§ **What you are asked to do**
The listing below should be printed exactly, though its pictures must not be.

§ **Given records**
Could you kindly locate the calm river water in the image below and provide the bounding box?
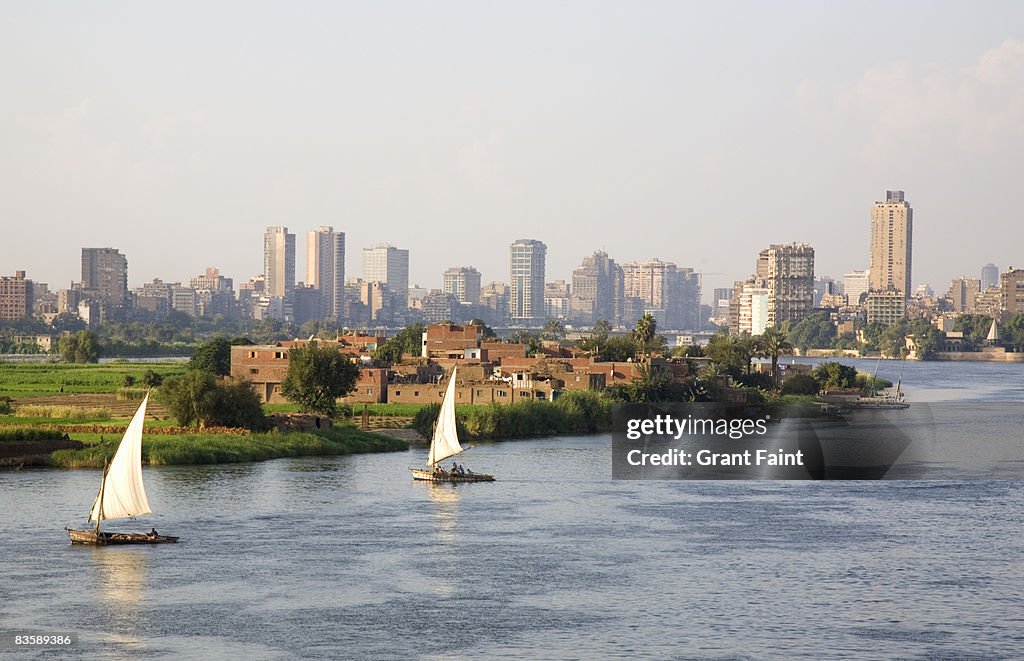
[2,359,1024,659]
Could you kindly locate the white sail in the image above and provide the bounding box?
[89,394,152,522]
[426,366,465,467]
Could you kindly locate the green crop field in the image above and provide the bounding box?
[0,362,188,398]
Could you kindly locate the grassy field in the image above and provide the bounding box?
[0,362,188,398]
[49,426,407,468]
[0,362,413,468]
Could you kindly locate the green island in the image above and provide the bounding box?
[0,362,407,468]
[0,325,895,469]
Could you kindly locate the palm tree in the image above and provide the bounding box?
[633,313,657,361]
[758,326,794,389]
[542,319,566,341]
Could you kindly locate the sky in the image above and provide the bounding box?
[3,2,1023,300]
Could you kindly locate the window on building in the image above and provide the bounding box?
[367,388,373,395]
[394,391,401,396]
[250,368,258,375]
[248,351,257,358]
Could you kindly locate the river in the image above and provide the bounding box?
[2,360,1023,659]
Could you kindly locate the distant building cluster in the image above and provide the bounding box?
[5,188,1024,352]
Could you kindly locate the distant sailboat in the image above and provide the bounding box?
[67,394,178,545]
[410,366,494,483]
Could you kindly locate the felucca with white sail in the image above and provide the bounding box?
[68,393,178,545]
[410,366,494,483]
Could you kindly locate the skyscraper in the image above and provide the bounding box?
[756,243,815,326]
[843,269,870,307]
[263,227,295,299]
[81,247,128,307]
[509,239,546,325]
[947,277,981,313]
[307,226,346,319]
[622,259,701,330]
[363,245,410,309]
[869,190,913,298]
[443,267,482,305]
[982,263,999,291]
[570,251,623,326]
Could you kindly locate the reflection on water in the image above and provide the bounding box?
[424,481,461,541]
[91,547,148,643]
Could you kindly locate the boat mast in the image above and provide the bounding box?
[94,458,108,537]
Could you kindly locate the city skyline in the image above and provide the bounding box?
[3,5,1024,295]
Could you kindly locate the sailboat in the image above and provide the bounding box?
[852,357,909,410]
[410,366,494,483]
[67,393,179,545]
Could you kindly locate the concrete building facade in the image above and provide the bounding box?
[757,243,815,326]
[443,266,482,305]
[0,271,33,321]
[509,239,547,326]
[307,226,346,319]
[363,245,409,309]
[869,190,913,298]
[263,227,295,299]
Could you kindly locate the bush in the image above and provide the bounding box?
[780,374,820,396]
[412,391,614,441]
[159,372,269,431]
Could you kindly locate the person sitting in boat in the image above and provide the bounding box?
[147,528,158,540]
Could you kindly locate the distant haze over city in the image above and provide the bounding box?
[3,3,1024,296]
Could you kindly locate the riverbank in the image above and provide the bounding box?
[43,426,407,469]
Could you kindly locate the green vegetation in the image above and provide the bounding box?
[189,337,234,376]
[0,428,70,442]
[58,331,102,363]
[48,427,407,468]
[14,405,112,421]
[280,343,361,417]
[779,373,820,396]
[413,390,613,440]
[374,324,424,364]
[0,362,188,397]
[159,371,269,430]
[784,311,836,352]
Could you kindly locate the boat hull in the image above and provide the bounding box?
[68,529,179,545]
[410,468,495,483]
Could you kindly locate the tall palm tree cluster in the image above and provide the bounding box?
[704,326,794,390]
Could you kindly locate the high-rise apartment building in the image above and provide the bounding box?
[947,277,981,313]
[843,270,870,307]
[81,248,128,307]
[509,239,547,325]
[621,259,700,330]
[544,280,571,320]
[307,227,346,319]
[0,271,33,321]
[363,245,409,309]
[869,190,913,297]
[982,263,1000,291]
[570,251,623,326]
[756,243,815,326]
[264,227,295,299]
[1000,268,1024,317]
[443,267,482,305]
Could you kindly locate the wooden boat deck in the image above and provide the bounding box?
[68,529,179,545]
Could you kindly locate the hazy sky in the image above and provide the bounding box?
[3,2,1023,299]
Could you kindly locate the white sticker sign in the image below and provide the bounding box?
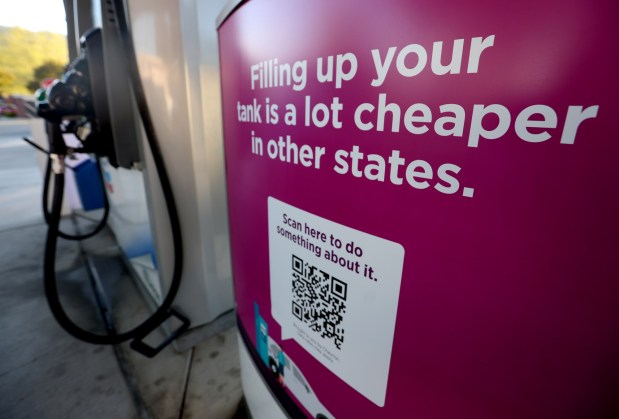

§ **Task response**
Could you kindly locate the calm river water in the image below and provide the bounding box?
[2,359,1024,659]
Could you kindly locate the white sail in the image above and provide the bounding box?
[89,394,152,522]
[426,366,465,467]
Could you kindly locate the green crop field in the image above and provide the bounding box?
[0,362,188,398]
Could you kindly locate the grassy field in the image above and provide the bounding box?
[0,362,188,398]
[49,426,407,468]
[0,362,413,468]
Could you kindly locate the green island in the image above and provide the bounding box?
[0,362,407,468]
[0,325,895,469]
Could you kindly locate the palm tree in the image above and provide the bounding box?
[633,313,657,361]
[758,326,794,389]
[542,319,566,341]
Could you kindly locate the sky in the image above and provide the bounding box?
[3,2,1023,300]
Could you kindly locate the window on building in the image above and provide the bounding box?
[367,388,373,395]
[394,391,401,396]
[250,368,258,375]
[248,351,257,358]
Could you kindly locate the river in the image above and provide the bounding box?
[2,360,1023,659]
Could you kindly locate the distant building cluster in the image above and provide the bounding box?
[5,188,1024,352]
Could you kindly locate the distant sailboat in the image above and provide the bounding box?
[67,394,178,545]
[410,366,494,483]
Could you kindly locate the felucca with white sail in the image above and provide the bounding box?
[68,393,178,545]
[410,366,494,483]
Could you kindly locate the skyscraper in the image above and provide the bounding box?
[756,243,815,326]
[843,269,870,307]
[263,227,295,299]
[81,247,128,307]
[509,239,546,325]
[947,277,981,313]
[307,226,346,319]
[622,259,701,330]
[363,245,410,309]
[869,190,913,298]
[443,267,482,305]
[982,263,999,291]
[570,251,623,326]
Could you kindly locate the reflection on water in the image above and provide the bounding box?
[424,481,461,541]
[91,547,148,643]
Could you kindly locate the boat mast in the image above and provide the bounding box?
[94,458,108,537]
Could you kindly locate the city skyline in the image above and provide the bounding box?
[3,5,1024,295]
Could you kindly locate the sailboat in the image above and provide the bounding box?
[852,357,909,410]
[410,366,494,483]
[67,393,179,545]
Could you kindly locate the concrete building facade in the image above and provide the bounding box?
[757,243,815,326]
[443,266,482,305]
[0,271,33,321]
[509,239,547,326]
[307,226,346,319]
[363,245,409,309]
[869,190,913,298]
[263,227,295,299]
Could you kindly locate the bush in the image above and provide the bounding box?
[780,374,820,396]
[412,391,614,441]
[159,372,269,431]
Could you kindly locate the person sitting in boat in the image above and provide the bounding box?
[147,528,158,540]
Could you kindly locate the distant haze over city in the image above and provide the bounding box?
[3,3,1024,296]
Could you kindly locate the riverbank in the image above and provide the bounding box?
[43,426,407,469]
Could you kindly locate the green vegetation in the image above and provide the bounding box?
[189,337,234,376]
[0,428,70,442]
[58,331,102,363]
[48,427,407,468]
[14,405,112,421]
[280,343,361,417]
[779,373,820,396]
[413,390,613,440]
[374,324,424,364]
[0,362,188,397]
[159,371,269,430]
[784,311,836,352]
Could you kindly locate the boat hull in the image above and provide the bounding box?
[68,529,179,545]
[410,468,495,483]
Could you kindly locate the tall palm tree cluster in the image above and provide the bounding box?
[704,326,794,390]
Could you kindly locate the high-rise apartment building in the image above and provide the bounding box?
[947,277,981,313]
[843,270,870,307]
[81,248,128,307]
[509,239,547,325]
[621,259,700,330]
[544,280,571,320]
[307,227,346,319]
[0,271,33,321]
[363,245,409,309]
[869,190,913,297]
[982,263,1000,291]
[570,251,623,326]
[756,243,815,326]
[264,227,295,299]
[1000,268,1024,317]
[443,267,482,305]
Could you kindly locate the wooden boat deck in the image above and provide the bounding box?
[68,529,179,545]
Could you kindly locate the hazy sky in the image above and provide the bounding box?
[3,2,1023,299]
Could you kindly locate the white sticker sign in the image below and provide the bounding box?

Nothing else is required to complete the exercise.